-------- The input --------

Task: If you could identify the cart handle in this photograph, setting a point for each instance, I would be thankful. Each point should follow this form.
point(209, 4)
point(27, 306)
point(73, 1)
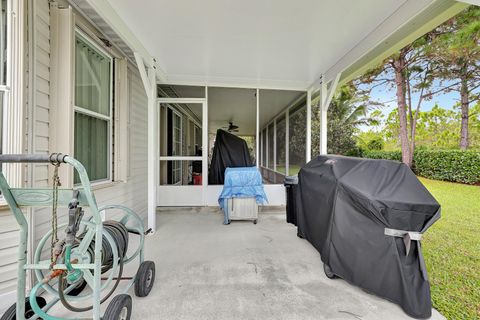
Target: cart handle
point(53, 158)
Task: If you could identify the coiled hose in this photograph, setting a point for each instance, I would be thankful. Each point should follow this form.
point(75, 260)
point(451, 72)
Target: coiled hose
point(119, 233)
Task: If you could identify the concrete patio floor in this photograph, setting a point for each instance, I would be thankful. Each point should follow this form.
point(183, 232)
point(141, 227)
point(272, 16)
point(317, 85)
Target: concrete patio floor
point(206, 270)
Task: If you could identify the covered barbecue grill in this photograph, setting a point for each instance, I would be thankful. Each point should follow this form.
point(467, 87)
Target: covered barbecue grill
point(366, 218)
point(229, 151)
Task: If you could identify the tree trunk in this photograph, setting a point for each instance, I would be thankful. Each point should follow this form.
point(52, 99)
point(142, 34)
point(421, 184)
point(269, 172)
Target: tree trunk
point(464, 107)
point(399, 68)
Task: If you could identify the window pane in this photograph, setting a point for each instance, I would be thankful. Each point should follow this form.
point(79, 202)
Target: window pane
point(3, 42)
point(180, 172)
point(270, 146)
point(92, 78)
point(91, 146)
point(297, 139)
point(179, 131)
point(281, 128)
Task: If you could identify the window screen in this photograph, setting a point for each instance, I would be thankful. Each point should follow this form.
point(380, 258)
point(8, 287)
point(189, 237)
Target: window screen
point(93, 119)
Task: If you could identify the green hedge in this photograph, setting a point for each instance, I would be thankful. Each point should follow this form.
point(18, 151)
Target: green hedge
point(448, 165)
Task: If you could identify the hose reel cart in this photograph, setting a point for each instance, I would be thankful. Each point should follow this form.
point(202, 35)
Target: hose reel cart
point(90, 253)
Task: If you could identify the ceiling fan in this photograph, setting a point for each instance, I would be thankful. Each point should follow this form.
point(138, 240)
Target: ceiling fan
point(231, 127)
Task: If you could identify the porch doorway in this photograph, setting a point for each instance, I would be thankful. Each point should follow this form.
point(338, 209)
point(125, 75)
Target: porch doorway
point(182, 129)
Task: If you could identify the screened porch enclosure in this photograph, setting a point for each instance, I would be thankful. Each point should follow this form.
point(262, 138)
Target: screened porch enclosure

--------
-------- The input --------

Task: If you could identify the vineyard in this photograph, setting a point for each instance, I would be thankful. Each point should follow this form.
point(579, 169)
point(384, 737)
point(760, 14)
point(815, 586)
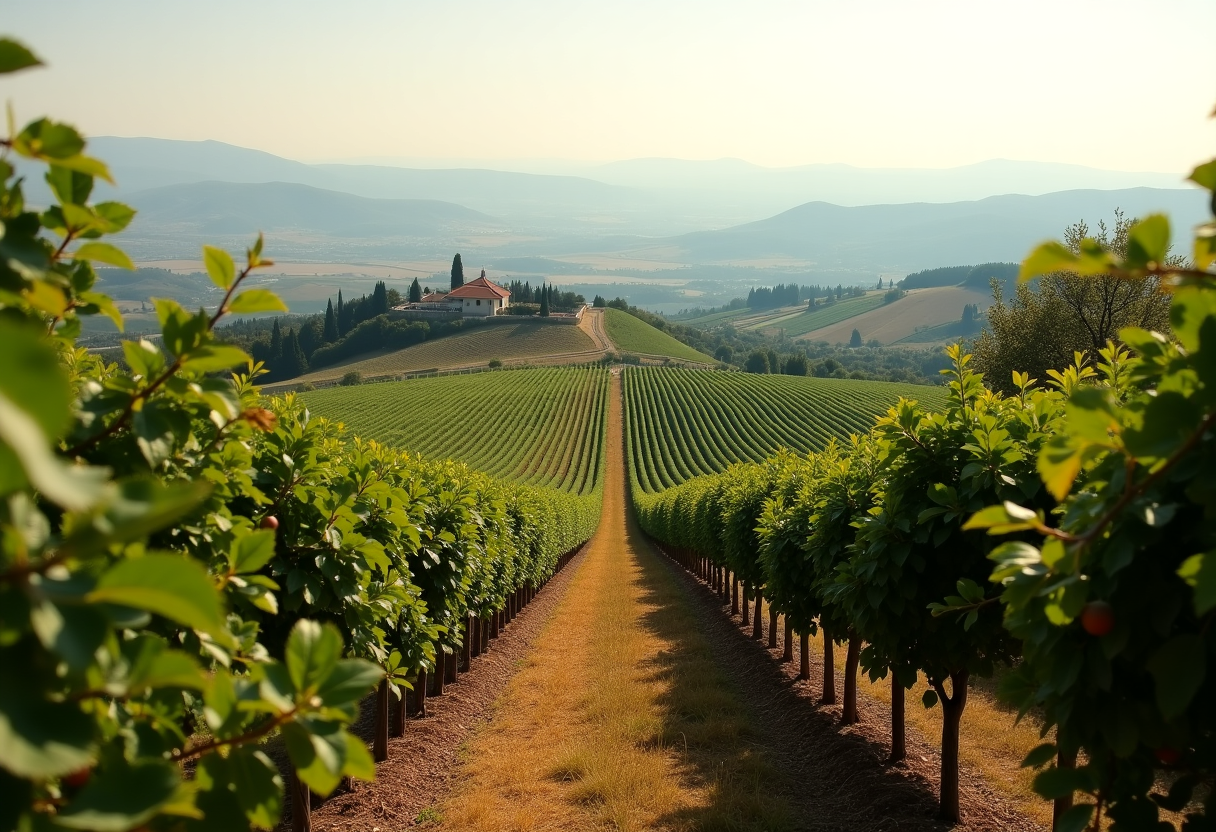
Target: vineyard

--------
-------- The input --------

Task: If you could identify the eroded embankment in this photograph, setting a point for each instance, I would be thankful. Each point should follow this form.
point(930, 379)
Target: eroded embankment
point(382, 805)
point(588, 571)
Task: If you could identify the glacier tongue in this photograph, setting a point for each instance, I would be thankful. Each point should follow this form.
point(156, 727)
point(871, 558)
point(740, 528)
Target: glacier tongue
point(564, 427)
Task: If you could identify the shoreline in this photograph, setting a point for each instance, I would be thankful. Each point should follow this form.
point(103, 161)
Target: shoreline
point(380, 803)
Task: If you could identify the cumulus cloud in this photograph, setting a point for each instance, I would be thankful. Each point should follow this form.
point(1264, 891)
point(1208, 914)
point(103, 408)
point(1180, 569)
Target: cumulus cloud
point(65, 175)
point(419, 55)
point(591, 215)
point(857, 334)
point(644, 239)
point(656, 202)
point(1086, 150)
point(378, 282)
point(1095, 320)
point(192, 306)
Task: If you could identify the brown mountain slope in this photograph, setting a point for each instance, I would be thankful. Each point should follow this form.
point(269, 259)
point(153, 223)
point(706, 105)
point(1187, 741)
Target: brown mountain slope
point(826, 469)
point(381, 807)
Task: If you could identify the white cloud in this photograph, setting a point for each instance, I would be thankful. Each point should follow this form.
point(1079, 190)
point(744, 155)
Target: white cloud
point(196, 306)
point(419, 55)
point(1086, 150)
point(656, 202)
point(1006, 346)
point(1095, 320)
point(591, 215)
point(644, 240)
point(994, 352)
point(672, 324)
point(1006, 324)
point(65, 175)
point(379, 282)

--------

#### Task directions:
Please transcribe exactly the part of the records that opens with the line containing "Task: If you could identify the vineyard" and closes with the line containing "Target: vineyard", both ends included, and leave out the pictures.

#### Task solution:
Task: If you could identify the vineyard in this photograph, setting a point for each instance, I would be thankful. Each point should follow this form.
point(579, 169)
point(384, 737)
point(760, 14)
point(815, 586)
Target: vineyard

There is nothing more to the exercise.